(TASK DIRECTIONS) Output the data below in full, character for character.

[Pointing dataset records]
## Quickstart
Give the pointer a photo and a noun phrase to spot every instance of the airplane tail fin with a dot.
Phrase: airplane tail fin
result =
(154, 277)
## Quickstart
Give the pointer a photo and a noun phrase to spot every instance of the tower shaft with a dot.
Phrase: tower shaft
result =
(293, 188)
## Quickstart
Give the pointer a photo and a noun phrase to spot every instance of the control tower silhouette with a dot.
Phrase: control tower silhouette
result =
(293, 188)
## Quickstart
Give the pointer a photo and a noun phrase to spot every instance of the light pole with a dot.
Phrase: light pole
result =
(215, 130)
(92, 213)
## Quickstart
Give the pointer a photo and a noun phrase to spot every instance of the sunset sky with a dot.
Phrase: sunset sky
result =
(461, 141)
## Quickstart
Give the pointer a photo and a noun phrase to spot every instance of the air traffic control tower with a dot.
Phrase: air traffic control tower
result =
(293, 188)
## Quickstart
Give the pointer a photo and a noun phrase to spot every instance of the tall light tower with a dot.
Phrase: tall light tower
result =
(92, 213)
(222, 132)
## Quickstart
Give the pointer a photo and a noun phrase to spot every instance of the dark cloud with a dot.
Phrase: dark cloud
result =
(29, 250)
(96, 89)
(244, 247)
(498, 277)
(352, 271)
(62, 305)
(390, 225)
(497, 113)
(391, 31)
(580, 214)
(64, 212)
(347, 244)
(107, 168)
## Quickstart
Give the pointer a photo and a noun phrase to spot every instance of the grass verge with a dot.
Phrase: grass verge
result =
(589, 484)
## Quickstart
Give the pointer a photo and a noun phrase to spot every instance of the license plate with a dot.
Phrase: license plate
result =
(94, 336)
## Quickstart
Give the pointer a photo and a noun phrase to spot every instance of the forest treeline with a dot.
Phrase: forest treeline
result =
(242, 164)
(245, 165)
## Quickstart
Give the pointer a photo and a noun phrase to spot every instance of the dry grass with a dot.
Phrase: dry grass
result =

(EXERCISE SOLUTION)
## Quickstart
Give the pointer a photo and a noun phrase to spot every instance of the airplane tail fin with a dot.
Phrase: airplane tail fin
result =
(154, 277)
## Quickstart
Give the pointer a photo and a noun phrase to spot every instance of the tower shaft with a dot.
Phrase: tower shaft
result =
(293, 188)
## Quickstart
Give the pointer a photo and a noun phrase to spot every instance of the control tower silhouette with a dot.
Phrase: control tower silhouette
result =
(293, 188)
## Quickstart
Give the pointer a photo and a noun phrase to spot every instance of the light pole with a dot.
Phrase: light pole
result =
(215, 130)
(92, 213)
## Quickstart
Give the pointer a photo and a noun phrase to spot every instance of the sunset sky with a dot.
Phrase: sunset sky
result =
(461, 141)
## Quickstart
Give the pointer a photo and a noun phrase to spot every instance of the air traffic control tower with a dot.
Phrase: air traffic control tower
result =
(293, 188)
## Quickstart
Give the pointer a photo and a noun phrase to spot every instance of the tall light tower with a dot.
Phrase: tall light tower
result =
(92, 213)
(222, 132)
## Quickstart
Give the pointer a photo and a noun phrase to spot every instance of the dark cloud with a dot.
Phrase: dark cloud
result =
(29, 250)
(96, 89)
(244, 247)
(498, 277)
(352, 271)
(62, 305)
(390, 225)
(497, 113)
(391, 31)
(580, 214)
(64, 212)
(347, 244)
(107, 168)
## Quickstart
Give the pointer a photo and a noun phrase to spot every instance of the grass verge with a dot.
Phrase: grass verge
result =
(589, 484)
## Quickstart
Give the pointer a photo and a noun phrase to spot every instance of the license plate with a dot.
Phrase: license plate
result =
(94, 336)
## Quickstart
Give the pointer a photo and a noun phrase to spot every instance of the forest treeline with a dot.
Phrase: forest treeline
result =
(242, 164)
(245, 165)
## Quickstart
Give the pointer a photo and a noun phrase to spot every instance of the dry grass with a dot.
Phrase: dry grass
result =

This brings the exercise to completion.